▼▼▼

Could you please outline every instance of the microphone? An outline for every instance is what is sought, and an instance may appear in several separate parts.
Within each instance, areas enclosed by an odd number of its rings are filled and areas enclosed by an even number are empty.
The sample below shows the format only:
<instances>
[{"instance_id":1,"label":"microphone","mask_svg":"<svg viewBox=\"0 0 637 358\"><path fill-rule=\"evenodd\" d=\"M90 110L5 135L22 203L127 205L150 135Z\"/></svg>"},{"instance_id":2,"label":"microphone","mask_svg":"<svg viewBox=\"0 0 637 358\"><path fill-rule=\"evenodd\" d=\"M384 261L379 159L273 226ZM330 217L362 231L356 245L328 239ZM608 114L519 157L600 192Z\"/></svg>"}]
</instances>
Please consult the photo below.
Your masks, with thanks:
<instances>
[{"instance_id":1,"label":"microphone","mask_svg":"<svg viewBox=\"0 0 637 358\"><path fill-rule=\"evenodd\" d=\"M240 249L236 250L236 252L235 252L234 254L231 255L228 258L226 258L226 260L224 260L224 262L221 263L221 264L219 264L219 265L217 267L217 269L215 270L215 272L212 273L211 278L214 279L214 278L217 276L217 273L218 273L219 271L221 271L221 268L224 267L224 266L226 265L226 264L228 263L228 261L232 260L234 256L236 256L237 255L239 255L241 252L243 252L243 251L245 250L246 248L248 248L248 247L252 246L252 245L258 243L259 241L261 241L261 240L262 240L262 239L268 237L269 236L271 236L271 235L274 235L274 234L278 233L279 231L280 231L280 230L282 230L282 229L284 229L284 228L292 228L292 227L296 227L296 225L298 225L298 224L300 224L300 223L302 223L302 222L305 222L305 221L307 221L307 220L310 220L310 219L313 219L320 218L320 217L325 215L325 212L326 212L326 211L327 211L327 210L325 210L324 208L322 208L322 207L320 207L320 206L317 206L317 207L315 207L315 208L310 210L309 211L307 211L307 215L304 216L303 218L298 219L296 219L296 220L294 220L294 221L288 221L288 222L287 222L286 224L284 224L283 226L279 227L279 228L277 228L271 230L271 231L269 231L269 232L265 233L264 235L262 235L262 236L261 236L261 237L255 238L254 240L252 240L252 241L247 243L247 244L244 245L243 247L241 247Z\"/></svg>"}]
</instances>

▲▲▲
▼▼▼

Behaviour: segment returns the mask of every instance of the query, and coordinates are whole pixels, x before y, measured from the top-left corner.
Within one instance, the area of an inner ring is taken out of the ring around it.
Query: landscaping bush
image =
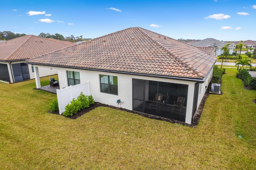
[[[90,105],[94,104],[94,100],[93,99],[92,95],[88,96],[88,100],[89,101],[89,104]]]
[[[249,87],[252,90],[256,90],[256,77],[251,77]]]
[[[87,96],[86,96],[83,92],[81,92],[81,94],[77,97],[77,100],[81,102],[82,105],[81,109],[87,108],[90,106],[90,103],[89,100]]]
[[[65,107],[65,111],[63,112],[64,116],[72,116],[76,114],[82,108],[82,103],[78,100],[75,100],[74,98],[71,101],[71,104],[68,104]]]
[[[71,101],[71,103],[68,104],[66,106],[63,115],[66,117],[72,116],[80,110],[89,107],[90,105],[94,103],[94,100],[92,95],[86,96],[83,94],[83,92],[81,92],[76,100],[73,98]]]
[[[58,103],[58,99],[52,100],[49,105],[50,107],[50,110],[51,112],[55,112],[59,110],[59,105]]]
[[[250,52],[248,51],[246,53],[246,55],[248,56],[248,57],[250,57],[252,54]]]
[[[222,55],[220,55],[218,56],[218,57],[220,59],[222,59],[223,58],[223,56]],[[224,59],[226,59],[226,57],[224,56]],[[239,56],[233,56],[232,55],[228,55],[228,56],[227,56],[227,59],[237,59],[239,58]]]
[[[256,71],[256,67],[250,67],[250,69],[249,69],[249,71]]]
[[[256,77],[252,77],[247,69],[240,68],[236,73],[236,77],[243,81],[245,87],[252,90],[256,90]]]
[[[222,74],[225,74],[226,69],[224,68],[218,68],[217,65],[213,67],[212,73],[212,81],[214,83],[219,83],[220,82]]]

▲▲▲

**Problème posé**: Comptez, s'il vous plaît, les lignes des enregistrements ci-dessus qui contiennent la chaîne « below », en tenant compte de la casse, et donnez uniquement ce nombre.

**Sortie complète**: 2